§ **Objective**: Rewrite every line that follows with "marker" changed to "pin" wherever it occurs, keeping everything else the same. Leave the pictures out.

§ **Records for this task**:
• • • •

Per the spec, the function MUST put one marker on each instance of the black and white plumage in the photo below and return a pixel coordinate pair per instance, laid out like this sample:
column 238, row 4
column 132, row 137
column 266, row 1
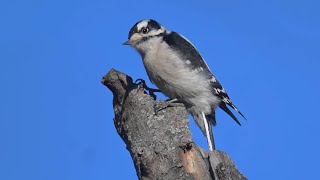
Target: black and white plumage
column 175, row 66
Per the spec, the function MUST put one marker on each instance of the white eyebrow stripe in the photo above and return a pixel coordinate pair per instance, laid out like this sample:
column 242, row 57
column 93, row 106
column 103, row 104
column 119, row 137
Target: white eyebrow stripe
column 142, row 24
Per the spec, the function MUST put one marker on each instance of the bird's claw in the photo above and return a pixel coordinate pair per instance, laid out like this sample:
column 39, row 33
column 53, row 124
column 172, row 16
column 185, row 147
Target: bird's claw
column 144, row 85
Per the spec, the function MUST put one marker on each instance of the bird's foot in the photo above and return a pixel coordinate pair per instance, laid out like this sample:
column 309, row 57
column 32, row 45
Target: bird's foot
column 168, row 103
column 151, row 90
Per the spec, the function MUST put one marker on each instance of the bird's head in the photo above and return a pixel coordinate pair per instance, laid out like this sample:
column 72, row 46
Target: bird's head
column 142, row 31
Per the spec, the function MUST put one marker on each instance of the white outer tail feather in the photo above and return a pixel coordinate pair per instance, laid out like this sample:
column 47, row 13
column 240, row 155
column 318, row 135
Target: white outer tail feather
column 206, row 126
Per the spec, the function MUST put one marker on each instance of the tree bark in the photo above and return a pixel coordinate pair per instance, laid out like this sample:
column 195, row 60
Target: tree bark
column 160, row 143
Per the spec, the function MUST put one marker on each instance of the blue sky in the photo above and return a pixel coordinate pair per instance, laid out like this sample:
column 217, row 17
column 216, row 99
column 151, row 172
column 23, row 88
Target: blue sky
column 56, row 118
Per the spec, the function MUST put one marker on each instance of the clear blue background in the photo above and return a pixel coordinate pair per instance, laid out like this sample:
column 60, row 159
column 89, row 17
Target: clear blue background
column 56, row 118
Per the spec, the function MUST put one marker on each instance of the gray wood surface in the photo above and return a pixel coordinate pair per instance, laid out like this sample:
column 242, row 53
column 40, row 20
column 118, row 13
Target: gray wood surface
column 160, row 144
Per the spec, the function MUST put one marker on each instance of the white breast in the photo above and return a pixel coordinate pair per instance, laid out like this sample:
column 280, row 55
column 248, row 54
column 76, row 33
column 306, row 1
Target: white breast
column 173, row 77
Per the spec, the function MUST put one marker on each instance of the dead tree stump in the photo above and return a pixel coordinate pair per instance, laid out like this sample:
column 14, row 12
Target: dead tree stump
column 160, row 143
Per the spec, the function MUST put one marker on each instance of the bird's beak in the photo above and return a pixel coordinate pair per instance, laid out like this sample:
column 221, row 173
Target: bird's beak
column 127, row 43
column 134, row 38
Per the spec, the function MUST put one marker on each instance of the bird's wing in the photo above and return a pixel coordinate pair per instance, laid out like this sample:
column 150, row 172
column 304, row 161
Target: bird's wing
column 220, row 92
column 187, row 50
column 191, row 54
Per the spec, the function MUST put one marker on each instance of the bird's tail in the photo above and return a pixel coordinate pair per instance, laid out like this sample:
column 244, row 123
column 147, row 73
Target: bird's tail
column 207, row 121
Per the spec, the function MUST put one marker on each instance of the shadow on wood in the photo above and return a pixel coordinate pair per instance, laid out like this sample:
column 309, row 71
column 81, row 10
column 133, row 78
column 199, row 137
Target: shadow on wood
column 160, row 144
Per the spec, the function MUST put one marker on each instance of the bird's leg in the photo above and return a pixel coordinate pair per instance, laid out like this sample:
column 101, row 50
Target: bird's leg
column 151, row 90
column 206, row 126
column 169, row 103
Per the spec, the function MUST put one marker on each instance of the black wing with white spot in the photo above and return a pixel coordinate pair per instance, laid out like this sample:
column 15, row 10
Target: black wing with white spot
column 188, row 51
column 222, row 94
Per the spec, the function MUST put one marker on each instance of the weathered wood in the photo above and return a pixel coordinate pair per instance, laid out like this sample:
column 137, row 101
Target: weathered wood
column 160, row 143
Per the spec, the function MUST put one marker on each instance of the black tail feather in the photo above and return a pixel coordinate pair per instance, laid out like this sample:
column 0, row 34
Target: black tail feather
column 225, row 109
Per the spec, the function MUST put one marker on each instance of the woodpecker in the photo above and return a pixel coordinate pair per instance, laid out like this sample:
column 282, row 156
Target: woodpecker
column 175, row 66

• • • •

§ **Finished answer**:
Per the spec, the function MUST put one pin on each instance of the black and white plumage in the photo below and return a pixel coordinate pair per instance, laid out like this sample:
column 238, row 4
column 132, row 137
column 266, row 1
Target: black and white plumage
column 175, row 66
Per the spec, the function MUST put one pin on each instance of the white eyebrow stripe in the photo above and return a pixel coordinate pair per instance, laid out like this sample:
column 242, row 57
column 93, row 106
column 103, row 104
column 119, row 137
Target: white eyebrow stripe
column 142, row 24
Per the spec, the function MUST put one pin on each instance of the bird's claw in the photo above and return a pixel coordinate pair per instance, laid out like this sample:
column 39, row 33
column 53, row 124
column 172, row 16
column 185, row 147
Target: bird's claw
column 144, row 85
Per the spec, the function MUST put one pin on each instance of the bird's foot in the photo above and return a pixel coordinate pair per instance, laid out like this sample:
column 309, row 57
column 32, row 45
Target: bird's foot
column 168, row 103
column 151, row 90
Per the spec, the function MUST put one pin on each instance of the bird's head in the photo above and return a pixel coordinate pair per instance, laid out like this sample:
column 72, row 46
Target: bird's head
column 142, row 31
Per the spec, the function MUST put one pin on each instance of the white outer tail feather in the photo above and return a pixel coordinate pair per instance, laid out like this sample:
column 47, row 13
column 240, row 155
column 318, row 135
Target: white outer tail feather
column 206, row 126
Per the spec, the function MUST put one pin on each instance of the tree bark in the photo above and return a pixel coordinate pair per instance, laid out like this sample:
column 195, row 60
Target: tree bark
column 160, row 143
Per the spec, the function MUST put one pin on each instance of the blue sky in the photo above and return a pixel coordinate pair per instance, laid out like this sample:
column 217, row 17
column 216, row 99
column 151, row 172
column 23, row 88
Target: blue sky
column 56, row 118
Per the spec, the function MUST put one pin on each instance of the clear blue background in the photo above and return a pixel coordinate pair per instance, laid out like this sample:
column 60, row 159
column 89, row 17
Target: clear blue background
column 56, row 118
Per the spec, the function MUST put one pin on each instance of the gray wood surface in the photo above and return a pixel coordinate pair per instance, laid out like this sample:
column 242, row 53
column 40, row 20
column 118, row 13
Target: gray wood surface
column 160, row 144
Per the spec, the function MUST put one pin on each instance of the white breast in the photo above and return a pixel coordinate pair per instance, laid out like this sample:
column 280, row 55
column 248, row 54
column 76, row 33
column 306, row 1
Target: white breast
column 173, row 77
Per the spec, the function MUST put one pin on each instance of the dead tree stump in the photo above and return a pixel coordinate pair per instance, laid out like this sample:
column 14, row 12
Target: dead tree stump
column 160, row 143
Per the spec, the function MUST put one pin on each instance of the bird's beak in the photo above and return a pixel coordinate pair per instance, laid out like this sample:
column 221, row 173
Target: bird's beak
column 127, row 43
column 134, row 38
Per the spec, the function MUST put one pin on each instance of the bird's wing in the photo above and return a pixel coordinate pair per instance, laid out like this sample:
column 150, row 172
column 304, row 161
Target: bird's wing
column 220, row 92
column 187, row 50
column 191, row 54
Per the spec, the function MUST put one pin on each instance of the bird's tail in the photo above and return a pixel coordinate pair per instance, laid out like this sample:
column 244, row 123
column 147, row 73
Target: bird's tail
column 207, row 121
Per the spec, the function MUST put one pin on each instance of the shadow on wood in the photo above and return a pixel coordinate pair per instance, laid out like this sample:
column 309, row 71
column 81, row 10
column 133, row 78
column 199, row 137
Target: shadow on wood
column 160, row 144
Per the spec, the function MUST put one pin on each instance of the bird's leg in the photo above and return a pixel coordinate pair per instance, laid out like this sample:
column 101, row 50
Target: bird's leg
column 151, row 90
column 206, row 126
column 169, row 103
Per the spec, the function MUST put one pin on each instance of the black wing with white spot in the photo above and return a pixel coordinate pair per instance, laid out like this sample:
column 15, row 10
Target: black wing with white spot
column 188, row 51
column 222, row 94
Per the spec, the function MUST put one pin on each instance of the weathered wood in the photo above and return a pixel coordinate pair per instance, laid out like this sample:
column 137, row 101
Target: weathered wood
column 160, row 143
Per the spec, the function MUST put one pin on each instance of the black tail feather in the photo above and return a pixel coordinate pair per instance, laid out like this sample:
column 0, row 34
Target: black tail feather
column 225, row 109
Per the spec, the function MUST put one pin on each instance of the woodpecker in the photo above and return a pixel coordinate pair per instance, laid out like this sample:
column 282, row 156
Target: woodpecker
column 175, row 66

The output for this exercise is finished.